PROVIDED RECORDS =
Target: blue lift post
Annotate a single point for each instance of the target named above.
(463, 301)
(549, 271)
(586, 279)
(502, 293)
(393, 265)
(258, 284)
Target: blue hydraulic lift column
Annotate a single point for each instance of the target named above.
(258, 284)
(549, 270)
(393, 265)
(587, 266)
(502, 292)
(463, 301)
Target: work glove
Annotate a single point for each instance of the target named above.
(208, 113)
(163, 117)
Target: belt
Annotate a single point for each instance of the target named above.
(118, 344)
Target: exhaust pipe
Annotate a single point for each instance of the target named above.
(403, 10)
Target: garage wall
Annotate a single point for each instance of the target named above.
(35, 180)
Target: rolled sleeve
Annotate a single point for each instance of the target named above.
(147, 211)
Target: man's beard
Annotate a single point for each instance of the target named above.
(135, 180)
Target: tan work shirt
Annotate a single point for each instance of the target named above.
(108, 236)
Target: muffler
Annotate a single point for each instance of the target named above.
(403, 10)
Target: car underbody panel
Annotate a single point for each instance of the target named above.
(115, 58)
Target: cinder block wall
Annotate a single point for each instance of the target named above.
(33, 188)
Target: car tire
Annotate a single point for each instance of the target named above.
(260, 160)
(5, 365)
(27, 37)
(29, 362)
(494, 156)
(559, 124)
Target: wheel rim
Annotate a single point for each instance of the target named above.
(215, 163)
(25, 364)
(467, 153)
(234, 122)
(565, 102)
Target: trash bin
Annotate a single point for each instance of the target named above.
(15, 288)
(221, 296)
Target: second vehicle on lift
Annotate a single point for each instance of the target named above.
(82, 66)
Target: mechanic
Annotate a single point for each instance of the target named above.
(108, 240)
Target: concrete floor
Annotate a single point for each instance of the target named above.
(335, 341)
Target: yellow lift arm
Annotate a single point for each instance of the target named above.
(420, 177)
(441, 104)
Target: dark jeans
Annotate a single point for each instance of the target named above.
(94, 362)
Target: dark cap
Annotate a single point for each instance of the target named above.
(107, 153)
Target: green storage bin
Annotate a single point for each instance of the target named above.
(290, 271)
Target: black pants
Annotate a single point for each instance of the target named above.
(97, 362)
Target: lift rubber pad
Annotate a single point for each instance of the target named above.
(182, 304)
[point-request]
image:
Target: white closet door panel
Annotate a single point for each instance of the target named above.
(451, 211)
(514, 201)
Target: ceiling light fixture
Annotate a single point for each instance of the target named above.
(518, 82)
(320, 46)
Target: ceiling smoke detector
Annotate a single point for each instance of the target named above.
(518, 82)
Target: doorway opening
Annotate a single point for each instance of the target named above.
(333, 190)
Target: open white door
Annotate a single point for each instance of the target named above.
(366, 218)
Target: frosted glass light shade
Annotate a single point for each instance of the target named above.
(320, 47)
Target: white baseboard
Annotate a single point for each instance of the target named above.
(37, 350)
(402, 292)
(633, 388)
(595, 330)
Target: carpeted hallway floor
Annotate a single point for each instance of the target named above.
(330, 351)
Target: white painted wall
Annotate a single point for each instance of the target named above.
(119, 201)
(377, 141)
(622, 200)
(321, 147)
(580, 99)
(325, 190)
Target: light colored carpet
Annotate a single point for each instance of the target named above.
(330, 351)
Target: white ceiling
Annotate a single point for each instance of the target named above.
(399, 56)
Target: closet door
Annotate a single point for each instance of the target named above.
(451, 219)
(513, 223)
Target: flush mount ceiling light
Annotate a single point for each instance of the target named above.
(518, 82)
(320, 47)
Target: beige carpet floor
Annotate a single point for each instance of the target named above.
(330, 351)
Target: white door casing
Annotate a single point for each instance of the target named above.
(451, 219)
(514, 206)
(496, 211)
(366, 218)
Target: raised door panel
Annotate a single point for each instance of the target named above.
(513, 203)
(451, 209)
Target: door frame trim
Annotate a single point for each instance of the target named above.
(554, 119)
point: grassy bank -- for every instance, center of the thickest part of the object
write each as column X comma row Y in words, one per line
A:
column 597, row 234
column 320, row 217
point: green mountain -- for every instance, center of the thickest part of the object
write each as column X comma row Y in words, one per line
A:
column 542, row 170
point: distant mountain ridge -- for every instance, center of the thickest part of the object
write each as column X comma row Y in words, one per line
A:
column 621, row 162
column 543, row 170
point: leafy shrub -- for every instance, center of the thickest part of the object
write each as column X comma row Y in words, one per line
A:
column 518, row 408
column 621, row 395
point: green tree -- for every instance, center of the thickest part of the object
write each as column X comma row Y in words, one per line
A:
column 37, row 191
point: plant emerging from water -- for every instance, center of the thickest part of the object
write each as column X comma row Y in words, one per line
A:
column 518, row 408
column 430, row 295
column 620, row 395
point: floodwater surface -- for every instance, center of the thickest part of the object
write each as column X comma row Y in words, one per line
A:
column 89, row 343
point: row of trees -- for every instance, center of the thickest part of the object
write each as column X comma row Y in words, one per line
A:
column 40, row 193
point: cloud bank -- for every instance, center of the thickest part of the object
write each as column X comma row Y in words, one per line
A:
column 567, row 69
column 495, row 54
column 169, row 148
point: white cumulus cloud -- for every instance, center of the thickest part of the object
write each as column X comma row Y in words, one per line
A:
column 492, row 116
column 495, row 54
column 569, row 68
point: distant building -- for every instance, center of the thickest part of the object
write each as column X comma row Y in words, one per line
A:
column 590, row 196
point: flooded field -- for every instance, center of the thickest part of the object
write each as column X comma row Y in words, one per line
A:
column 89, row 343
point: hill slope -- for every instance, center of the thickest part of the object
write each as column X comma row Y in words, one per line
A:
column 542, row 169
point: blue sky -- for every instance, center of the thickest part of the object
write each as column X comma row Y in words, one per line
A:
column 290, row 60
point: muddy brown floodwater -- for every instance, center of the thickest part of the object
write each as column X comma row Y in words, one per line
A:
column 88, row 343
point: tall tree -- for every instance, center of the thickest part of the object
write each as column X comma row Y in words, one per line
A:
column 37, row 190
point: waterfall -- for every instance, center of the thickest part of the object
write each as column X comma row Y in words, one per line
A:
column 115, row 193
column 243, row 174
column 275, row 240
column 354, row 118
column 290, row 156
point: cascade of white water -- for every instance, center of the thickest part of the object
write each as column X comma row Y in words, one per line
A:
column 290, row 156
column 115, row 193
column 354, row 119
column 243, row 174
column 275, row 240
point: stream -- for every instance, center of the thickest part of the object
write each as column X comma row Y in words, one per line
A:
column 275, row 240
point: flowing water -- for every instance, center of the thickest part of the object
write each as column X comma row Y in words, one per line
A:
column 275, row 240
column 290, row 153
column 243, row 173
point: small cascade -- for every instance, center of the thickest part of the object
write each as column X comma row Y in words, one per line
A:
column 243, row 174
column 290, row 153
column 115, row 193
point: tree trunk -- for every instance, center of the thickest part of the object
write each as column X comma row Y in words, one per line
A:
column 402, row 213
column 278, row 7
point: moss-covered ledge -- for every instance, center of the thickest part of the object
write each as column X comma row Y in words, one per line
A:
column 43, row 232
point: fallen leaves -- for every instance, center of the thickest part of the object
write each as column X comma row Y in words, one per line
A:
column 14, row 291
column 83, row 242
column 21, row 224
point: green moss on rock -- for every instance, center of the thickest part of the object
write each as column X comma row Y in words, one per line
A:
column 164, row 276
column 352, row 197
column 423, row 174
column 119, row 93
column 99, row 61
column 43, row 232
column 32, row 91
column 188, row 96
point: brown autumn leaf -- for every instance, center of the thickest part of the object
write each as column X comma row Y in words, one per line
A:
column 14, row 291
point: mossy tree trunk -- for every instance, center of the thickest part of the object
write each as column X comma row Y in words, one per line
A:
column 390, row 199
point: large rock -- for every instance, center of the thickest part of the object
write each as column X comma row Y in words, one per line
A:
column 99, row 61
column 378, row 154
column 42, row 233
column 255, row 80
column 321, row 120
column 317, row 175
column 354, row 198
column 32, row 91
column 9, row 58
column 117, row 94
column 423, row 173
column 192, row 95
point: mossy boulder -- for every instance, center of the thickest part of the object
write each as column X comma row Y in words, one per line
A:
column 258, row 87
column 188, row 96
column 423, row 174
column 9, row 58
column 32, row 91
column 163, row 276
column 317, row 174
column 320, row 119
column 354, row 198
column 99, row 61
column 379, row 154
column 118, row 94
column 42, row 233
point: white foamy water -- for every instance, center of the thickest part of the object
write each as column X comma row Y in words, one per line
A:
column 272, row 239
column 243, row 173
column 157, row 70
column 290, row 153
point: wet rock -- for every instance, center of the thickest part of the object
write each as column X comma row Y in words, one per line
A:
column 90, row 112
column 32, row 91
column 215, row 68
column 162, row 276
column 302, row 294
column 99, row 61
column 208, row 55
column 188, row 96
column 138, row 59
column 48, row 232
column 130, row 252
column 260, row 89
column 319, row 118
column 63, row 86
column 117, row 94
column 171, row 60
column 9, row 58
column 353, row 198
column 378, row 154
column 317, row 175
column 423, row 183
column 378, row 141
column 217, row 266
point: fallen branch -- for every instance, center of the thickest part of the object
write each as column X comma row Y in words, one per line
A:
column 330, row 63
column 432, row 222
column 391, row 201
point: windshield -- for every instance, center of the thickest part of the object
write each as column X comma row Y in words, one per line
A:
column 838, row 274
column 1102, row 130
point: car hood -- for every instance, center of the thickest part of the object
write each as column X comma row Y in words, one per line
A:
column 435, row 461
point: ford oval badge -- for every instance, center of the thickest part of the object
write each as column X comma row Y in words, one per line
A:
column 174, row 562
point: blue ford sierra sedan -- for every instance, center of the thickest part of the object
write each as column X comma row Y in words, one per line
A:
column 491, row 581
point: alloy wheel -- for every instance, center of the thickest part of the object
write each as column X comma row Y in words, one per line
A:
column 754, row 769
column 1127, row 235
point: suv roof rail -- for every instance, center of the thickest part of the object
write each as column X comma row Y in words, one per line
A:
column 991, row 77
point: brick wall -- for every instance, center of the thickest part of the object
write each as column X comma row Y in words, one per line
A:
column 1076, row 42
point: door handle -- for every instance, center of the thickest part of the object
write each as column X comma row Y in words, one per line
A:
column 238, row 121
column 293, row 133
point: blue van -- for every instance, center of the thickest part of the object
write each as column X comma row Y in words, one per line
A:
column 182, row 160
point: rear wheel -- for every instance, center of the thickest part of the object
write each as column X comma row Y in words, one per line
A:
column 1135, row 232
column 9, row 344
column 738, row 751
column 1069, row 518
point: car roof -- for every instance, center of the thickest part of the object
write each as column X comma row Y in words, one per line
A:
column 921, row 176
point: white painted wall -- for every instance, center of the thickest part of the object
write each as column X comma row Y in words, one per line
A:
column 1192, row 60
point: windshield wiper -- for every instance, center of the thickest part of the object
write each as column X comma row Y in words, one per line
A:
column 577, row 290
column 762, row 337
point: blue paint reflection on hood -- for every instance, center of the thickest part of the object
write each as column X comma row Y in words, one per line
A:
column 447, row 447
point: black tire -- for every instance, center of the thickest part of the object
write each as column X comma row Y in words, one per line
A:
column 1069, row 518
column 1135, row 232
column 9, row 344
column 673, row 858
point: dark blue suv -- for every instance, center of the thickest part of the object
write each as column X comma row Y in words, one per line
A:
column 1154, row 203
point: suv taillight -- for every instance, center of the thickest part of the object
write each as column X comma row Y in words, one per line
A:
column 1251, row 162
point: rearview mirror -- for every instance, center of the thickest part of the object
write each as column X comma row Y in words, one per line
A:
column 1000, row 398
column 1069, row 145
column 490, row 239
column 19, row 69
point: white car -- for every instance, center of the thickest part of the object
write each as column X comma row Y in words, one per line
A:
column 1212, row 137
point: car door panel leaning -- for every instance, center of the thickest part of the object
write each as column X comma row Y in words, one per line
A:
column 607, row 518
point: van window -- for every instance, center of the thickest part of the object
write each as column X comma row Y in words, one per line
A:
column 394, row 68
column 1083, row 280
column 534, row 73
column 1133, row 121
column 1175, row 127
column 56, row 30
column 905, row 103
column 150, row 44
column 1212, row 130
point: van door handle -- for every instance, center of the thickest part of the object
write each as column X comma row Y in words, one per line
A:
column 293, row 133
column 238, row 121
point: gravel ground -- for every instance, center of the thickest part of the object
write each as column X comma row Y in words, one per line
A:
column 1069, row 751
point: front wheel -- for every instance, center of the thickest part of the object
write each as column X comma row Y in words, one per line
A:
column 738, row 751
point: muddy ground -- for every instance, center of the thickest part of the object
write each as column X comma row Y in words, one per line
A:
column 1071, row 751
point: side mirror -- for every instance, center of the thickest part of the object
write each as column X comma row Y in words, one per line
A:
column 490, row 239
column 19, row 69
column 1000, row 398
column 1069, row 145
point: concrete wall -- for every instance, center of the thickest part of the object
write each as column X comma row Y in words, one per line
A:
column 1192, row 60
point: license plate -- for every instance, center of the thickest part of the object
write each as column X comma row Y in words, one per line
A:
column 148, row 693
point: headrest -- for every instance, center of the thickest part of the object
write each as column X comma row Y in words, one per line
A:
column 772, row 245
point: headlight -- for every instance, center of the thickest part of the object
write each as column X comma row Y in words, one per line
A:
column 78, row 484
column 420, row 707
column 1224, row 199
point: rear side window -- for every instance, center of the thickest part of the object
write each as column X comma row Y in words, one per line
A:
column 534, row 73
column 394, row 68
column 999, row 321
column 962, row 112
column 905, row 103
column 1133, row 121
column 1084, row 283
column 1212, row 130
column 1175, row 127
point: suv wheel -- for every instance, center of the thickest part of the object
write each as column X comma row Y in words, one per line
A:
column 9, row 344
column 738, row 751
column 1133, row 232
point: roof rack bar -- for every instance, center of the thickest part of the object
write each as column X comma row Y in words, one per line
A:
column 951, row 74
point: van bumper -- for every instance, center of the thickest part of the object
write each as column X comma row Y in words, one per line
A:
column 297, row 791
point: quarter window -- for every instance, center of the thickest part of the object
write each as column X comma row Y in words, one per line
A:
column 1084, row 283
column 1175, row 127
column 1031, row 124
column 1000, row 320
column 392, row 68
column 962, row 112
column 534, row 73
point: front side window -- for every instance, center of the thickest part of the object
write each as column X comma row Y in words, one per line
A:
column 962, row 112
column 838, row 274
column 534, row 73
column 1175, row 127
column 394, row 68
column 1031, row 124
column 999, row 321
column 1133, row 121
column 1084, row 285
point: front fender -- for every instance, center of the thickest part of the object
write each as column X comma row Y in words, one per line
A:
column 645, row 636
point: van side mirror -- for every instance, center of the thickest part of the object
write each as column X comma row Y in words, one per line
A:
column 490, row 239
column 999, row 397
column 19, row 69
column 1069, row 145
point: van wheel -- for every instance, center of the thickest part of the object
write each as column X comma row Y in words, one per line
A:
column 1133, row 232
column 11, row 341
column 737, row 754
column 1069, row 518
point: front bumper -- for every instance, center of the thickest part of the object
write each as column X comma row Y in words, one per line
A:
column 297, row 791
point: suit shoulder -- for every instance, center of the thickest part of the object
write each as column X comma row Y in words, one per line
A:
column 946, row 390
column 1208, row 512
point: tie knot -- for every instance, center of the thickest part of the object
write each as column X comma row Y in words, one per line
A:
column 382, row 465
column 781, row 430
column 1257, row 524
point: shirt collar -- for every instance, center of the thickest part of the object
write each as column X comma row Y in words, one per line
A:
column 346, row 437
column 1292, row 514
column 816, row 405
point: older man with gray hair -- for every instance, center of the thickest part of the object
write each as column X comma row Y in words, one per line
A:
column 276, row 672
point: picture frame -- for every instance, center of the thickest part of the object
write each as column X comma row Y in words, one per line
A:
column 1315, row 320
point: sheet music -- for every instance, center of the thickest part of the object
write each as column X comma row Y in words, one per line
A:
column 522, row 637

SET PROBLEM = Go back to the data above and please quote exactly, and only, the lines from the line with "point: front bumper" through its last line.

WRITTEN SOLUTION =
point: front bumper -- for every instance, center of the thickest part of the object
write each as column X comma row Y in words, one per line
A:
column 297, row 791
point: suit shoulder -- for every instance, center of the thickest part of the object
write each as column X comma row Y in words, one per line
A:
column 946, row 390
column 1208, row 512
point: tie knot -- for every instance, center of the thickest part of the object
write each as column X comma row Y in words, one per line
A:
column 382, row 465
column 781, row 430
column 1257, row 524
point: shirt collar -- for every instance, center of the thickest part of the object
write each as column X comma row Y in words, one per line
A:
column 346, row 437
column 1292, row 514
column 816, row 405
point: older man with gray hair -- for every instance, center of the thickest part of the object
write each as column X comma row Y in words, one per line
A:
column 276, row 672
point: picture frame -- for every instance, center of the thickest part of the object
write each as column X comma row Y in words, one per line
A:
column 1315, row 320
point: sheet music -- for every instance, center of the thickest part of the object
write each as column X comma row Y in words, one per line
A:
column 522, row 637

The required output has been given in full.